(Information provided begins)
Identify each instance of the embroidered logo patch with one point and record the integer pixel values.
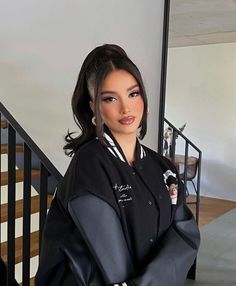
(124, 194)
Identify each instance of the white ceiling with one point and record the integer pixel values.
(202, 22)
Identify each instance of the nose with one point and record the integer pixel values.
(125, 108)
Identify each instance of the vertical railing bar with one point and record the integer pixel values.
(185, 169)
(198, 187)
(26, 216)
(43, 200)
(0, 187)
(11, 205)
(173, 143)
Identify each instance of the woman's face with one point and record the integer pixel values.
(121, 103)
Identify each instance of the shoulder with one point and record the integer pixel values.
(162, 161)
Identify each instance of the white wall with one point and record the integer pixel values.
(201, 90)
(43, 44)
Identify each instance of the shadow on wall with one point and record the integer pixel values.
(Information provided ends)
Starting at the line that contains "Identify each instance of the white ceiling", reproduce each line through the end of the records exactly, both ends included.

Task solution:
Identify each instance of the white ceiling with one point and record the integer pixel values.
(202, 22)
Identify each instance of the nose with one point and record the integer pixel values.
(125, 108)
Identify each instance of the vertical railing bar with one point and record the integer pixel values.
(185, 169)
(198, 187)
(26, 216)
(43, 200)
(0, 187)
(11, 205)
(173, 143)
Identify each instance of the woman's face with one point and record the integer pixel values.
(121, 103)
Identify each instance of the shoulder with one point and record the integer pixel values.
(162, 161)
Identify each instance of the white wall with one point and record the integer pixel values.
(201, 90)
(43, 44)
Identify each instance of the shadow on wall with one point and record the integer pixel values.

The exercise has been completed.